== REQUEST ==
Switch every "query" to "target" in the records below and give the lines back with nothing else altered.

──────

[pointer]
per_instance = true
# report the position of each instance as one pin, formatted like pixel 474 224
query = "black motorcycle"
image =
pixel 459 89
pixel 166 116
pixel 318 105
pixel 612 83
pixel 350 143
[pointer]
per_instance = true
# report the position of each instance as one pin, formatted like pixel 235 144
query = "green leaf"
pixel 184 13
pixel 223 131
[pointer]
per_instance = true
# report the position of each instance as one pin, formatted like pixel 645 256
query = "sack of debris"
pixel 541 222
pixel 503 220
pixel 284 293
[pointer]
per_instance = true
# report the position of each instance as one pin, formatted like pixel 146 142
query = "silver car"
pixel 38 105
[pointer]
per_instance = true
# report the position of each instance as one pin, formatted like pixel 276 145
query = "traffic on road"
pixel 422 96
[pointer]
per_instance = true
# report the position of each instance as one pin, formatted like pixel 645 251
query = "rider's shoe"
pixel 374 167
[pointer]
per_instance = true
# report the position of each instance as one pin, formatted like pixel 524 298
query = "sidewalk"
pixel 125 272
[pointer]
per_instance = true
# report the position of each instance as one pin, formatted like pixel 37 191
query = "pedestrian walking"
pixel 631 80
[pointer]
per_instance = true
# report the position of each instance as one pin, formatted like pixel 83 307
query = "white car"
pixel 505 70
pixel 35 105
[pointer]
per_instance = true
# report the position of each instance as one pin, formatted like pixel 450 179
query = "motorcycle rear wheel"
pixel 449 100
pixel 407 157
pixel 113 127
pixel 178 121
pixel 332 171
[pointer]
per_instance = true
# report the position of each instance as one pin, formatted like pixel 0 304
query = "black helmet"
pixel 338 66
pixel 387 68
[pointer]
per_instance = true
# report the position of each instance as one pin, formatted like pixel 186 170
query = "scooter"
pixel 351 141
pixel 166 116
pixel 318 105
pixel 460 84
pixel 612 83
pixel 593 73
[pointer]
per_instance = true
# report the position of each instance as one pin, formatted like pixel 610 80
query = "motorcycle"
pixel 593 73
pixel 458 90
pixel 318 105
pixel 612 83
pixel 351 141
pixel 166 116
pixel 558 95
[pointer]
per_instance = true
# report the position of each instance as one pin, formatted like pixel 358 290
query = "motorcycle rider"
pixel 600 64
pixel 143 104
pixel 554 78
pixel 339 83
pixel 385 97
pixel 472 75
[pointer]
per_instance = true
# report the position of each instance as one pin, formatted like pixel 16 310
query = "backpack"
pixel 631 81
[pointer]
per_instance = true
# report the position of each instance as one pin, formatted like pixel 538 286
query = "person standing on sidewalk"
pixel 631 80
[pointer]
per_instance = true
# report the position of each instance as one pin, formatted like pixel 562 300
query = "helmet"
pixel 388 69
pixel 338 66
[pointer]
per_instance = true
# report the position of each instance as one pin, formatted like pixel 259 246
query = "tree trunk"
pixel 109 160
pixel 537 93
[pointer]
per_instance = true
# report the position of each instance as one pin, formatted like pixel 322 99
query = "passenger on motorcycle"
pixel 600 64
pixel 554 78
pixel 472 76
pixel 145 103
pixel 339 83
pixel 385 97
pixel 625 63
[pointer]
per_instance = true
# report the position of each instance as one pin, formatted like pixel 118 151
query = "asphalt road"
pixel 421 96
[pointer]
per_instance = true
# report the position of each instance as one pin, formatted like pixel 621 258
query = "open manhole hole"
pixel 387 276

──────

== SOLUTION TO THE EXERCISE ==
[pointer]
per_instance = true
# report the position of each instance as one pin, formatted like pixel 474 224
target = "black motorcycle"
image =
pixel 459 89
pixel 166 116
pixel 318 105
pixel 612 83
pixel 350 143
[pointer]
per_instance = true
# report the position of each instance as one pin, formatted like pixel 235 144
target = "green leaf"
pixel 184 13
pixel 223 131
[pointer]
per_instance = true
# report the position of each instance as one pin, formatted like pixel 645 256
target = "sack of debris"
pixel 541 222
pixel 503 220
pixel 284 293
[pointer]
per_instance = true
# report the position of each instance as one pin, formatted like pixel 146 142
target = "silver car"
pixel 38 105
[pointer]
per_instance = true
# report the position of each instance as one pin, formatted like pixel 276 145
target = "traffic on road"
pixel 422 96
[pointer]
per_instance = true
# report the position of each instance as one pin, formatted like pixel 645 251
target = "rider's shoe"
pixel 374 167
[pointer]
per_instance = true
# report the position of each instance as one pin, formatted like pixel 524 298
target = "sidewalk"
pixel 125 272
[pointer]
per_instance = true
# report the position of each instance as one pin, formatted like pixel 37 191
target = "pedestrian walking"
pixel 631 80
[pointer]
per_instance = true
# report the position of each instance as one pin, formatted like pixel 83 307
target = "white car"
pixel 505 70
pixel 35 105
[pointer]
per_instance = true
# report the position of each instance as one pin, formatted like pixel 450 179
target = "motorcycle rear wheel"
pixel 449 100
pixel 407 157
pixel 113 127
pixel 178 121
pixel 332 171
[pointer]
per_instance = true
# report the position of each instance as one pin, formatted like pixel 0 304
target = "black helmet"
pixel 338 66
pixel 387 68
[pointer]
per_instance = true
# report the position of each instance as one pin, formatted like pixel 186 170
target = "scooter"
pixel 351 141
pixel 166 116
pixel 318 105
pixel 460 84
pixel 612 83
pixel 593 73
[pointer]
per_instance = true
# report the position of each instance as one pin, formatted like pixel 610 80
target = "motorcycle"
pixel 593 73
pixel 458 90
pixel 318 105
pixel 612 83
pixel 351 141
pixel 166 116
pixel 558 95
[pointer]
per_instance = true
# report the position of each instance as one pin, formatted like pixel 358 290
target = "motorcycle rider"
pixel 600 64
pixel 143 104
pixel 554 78
pixel 339 83
pixel 385 97
pixel 472 75
[pointer]
per_instance = true
# report the position of each instance as one pin, formatted like pixel 16 310
target = "backpack"
pixel 631 81
[pointer]
per_instance = true
# report the position of each instance as one pin, formatted like pixel 538 286
target = "person standing on sidewalk"
pixel 631 80
[pointer]
per_instance = true
# report the position of each instance as one pin, formatted like pixel 562 300
target = "helmet"
pixel 388 69
pixel 338 66
[pointer]
per_instance = true
# report the position of each instance as one pin, formatted like pixel 259 246
target = "tree trunk"
pixel 109 160
pixel 537 93
[pointer]
per_instance = true
# report the position of each instance as one pin, formatted like pixel 322 99
target = "passenger on motorcycle"
pixel 600 64
pixel 554 78
pixel 472 76
pixel 145 103
pixel 339 83
pixel 385 97
pixel 625 63
[pointer]
per_instance = true
# report the position of each instance as one pin, formatted like pixel 118 151
target = "asphalt road"
pixel 421 96
[pointer]
per_instance = true
# report the position of each instance as one pin, formatted like pixel 621 258
target = "open manhole hole"
pixel 387 276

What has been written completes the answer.